▶ _STATED PROBLEM_: Print every line of the listing below verbatim, character for character.

** Start of ENTRIES SUPPLIED **

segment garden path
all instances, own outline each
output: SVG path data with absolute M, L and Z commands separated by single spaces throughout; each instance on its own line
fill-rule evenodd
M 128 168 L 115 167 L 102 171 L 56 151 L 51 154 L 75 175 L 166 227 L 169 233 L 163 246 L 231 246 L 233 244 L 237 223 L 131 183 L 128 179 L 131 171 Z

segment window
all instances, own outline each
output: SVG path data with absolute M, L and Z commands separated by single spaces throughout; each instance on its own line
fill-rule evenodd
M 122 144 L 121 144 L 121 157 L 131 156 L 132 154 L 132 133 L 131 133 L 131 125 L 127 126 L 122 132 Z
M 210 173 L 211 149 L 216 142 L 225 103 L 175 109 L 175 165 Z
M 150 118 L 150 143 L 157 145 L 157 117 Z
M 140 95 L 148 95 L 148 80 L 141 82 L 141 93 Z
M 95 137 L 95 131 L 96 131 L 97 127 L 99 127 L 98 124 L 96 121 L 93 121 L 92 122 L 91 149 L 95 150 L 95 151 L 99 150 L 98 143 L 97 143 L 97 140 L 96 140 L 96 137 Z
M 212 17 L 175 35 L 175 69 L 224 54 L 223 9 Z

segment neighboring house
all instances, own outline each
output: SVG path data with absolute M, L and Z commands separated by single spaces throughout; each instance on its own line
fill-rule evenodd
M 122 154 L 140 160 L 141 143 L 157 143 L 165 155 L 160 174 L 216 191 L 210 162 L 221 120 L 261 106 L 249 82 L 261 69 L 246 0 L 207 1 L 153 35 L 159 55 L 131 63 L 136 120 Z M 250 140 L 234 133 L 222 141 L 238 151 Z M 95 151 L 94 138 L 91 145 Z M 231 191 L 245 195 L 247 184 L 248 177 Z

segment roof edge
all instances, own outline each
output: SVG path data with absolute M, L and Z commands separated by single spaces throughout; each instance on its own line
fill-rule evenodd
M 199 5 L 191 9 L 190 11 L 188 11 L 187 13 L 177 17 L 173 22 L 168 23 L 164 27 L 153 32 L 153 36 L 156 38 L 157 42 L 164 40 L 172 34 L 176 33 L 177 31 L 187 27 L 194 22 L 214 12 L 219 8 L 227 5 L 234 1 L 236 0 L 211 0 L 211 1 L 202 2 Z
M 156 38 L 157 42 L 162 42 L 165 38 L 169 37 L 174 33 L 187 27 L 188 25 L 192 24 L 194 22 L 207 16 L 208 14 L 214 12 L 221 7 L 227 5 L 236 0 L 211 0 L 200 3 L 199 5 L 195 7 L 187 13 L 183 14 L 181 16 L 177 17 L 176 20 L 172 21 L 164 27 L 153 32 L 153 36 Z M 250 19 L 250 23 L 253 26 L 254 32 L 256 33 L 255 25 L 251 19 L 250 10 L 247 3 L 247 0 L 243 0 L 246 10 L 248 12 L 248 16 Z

** End of ENTRIES SUPPLIED **

▶ _FINISHED EXERCISE_:
segment garden path
all instances, own outline each
output: SVG path data with absolute M, L and Z commands separated by single spaces throughout; each instance on its own line
fill-rule evenodd
M 128 168 L 115 167 L 102 171 L 56 151 L 51 154 L 75 175 L 166 227 L 169 233 L 163 246 L 231 246 L 233 244 L 237 223 L 131 183 L 128 179 L 131 171 Z

segment window
all instances, own outline each
output: SVG path data with absolute M, L and Z commands separated by single spaces throughout; each instance on its own line
fill-rule evenodd
M 122 144 L 121 144 L 121 157 L 131 156 L 132 154 L 132 133 L 131 133 L 131 125 L 127 126 L 122 132 Z
M 210 173 L 211 149 L 216 142 L 225 103 L 175 109 L 175 165 Z
M 150 118 L 150 143 L 157 145 L 157 117 Z
M 140 95 L 148 95 L 148 80 L 141 82 L 141 93 Z
M 95 137 L 95 131 L 96 131 L 97 127 L 99 127 L 98 124 L 96 121 L 93 121 L 92 122 L 91 149 L 95 150 L 95 151 L 99 150 L 98 143 L 97 143 L 97 140 L 96 140 L 96 137 Z
M 212 17 L 175 35 L 175 69 L 224 54 L 223 9 Z

segment neighboring house
all instances, own outline each
output: SVG path data with absolute M, L and Z commands separated by single spaces throughout; each instance on its own line
fill-rule evenodd
M 122 154 L 140 160 L 141 143 L 157 143 L 165 155 L 160 174 L 216 191 L 210 162 L 221 120 L 261 106 L 249 82 L 261 69 L 246 0 L 207 1 L 153 35 L 159 55 L 131 63 L 136 120 Z M 250 140 L 234 133 L 222 141 L 238 151 Z M 95 151 L 94 138 L 91 145 Z M 231 191 L 245 195 L 247 184 L 248 177 Z

segment roof edge
all instances, own outline each
output: SVG path data with absolute M, L and Z commands separated by single spaces throughout; each instance on its own line
fill-rule evenodd
M 199 5 L 191 9 L 190 11 L 188 11 L 187 13 L 177 17 L 173 22 L 168 23 L 164 27 L 153 32 L 153 36 L 156 38 L 157 42 L 164 40 L 172 34 L 176 33 L 177 31 L 187 27 L 194 22 L 214 12 L 219 8 L 227 5 L 234 1 L 236 0 L 211 0 L 211 1 L 202 2 Z
M 156 38 L 157 42 L 162 42 L 165 38 L 169 37 L 174 33 L 187 27 L 188 25 L 192 24 L 194 22 L 207 16 L 208 14 L 214 12 L 221 7 L 227 5 L 236 0 L 211 0 L 200 3 L 199 5 L 195 7 L 187 13 L 183 14 L 181 16 L 177 17 L 176 20 L 172 21 L 164 27 L 153 32 L 153 36 Z M 250 19 L 250 23 L 253 26 L 254 32 L 256 33 L 255 25 L 251 19 L 250 10 L 247 3 L 247 0 L 243 0 L 246 10 L 248 12 L 248 16 Z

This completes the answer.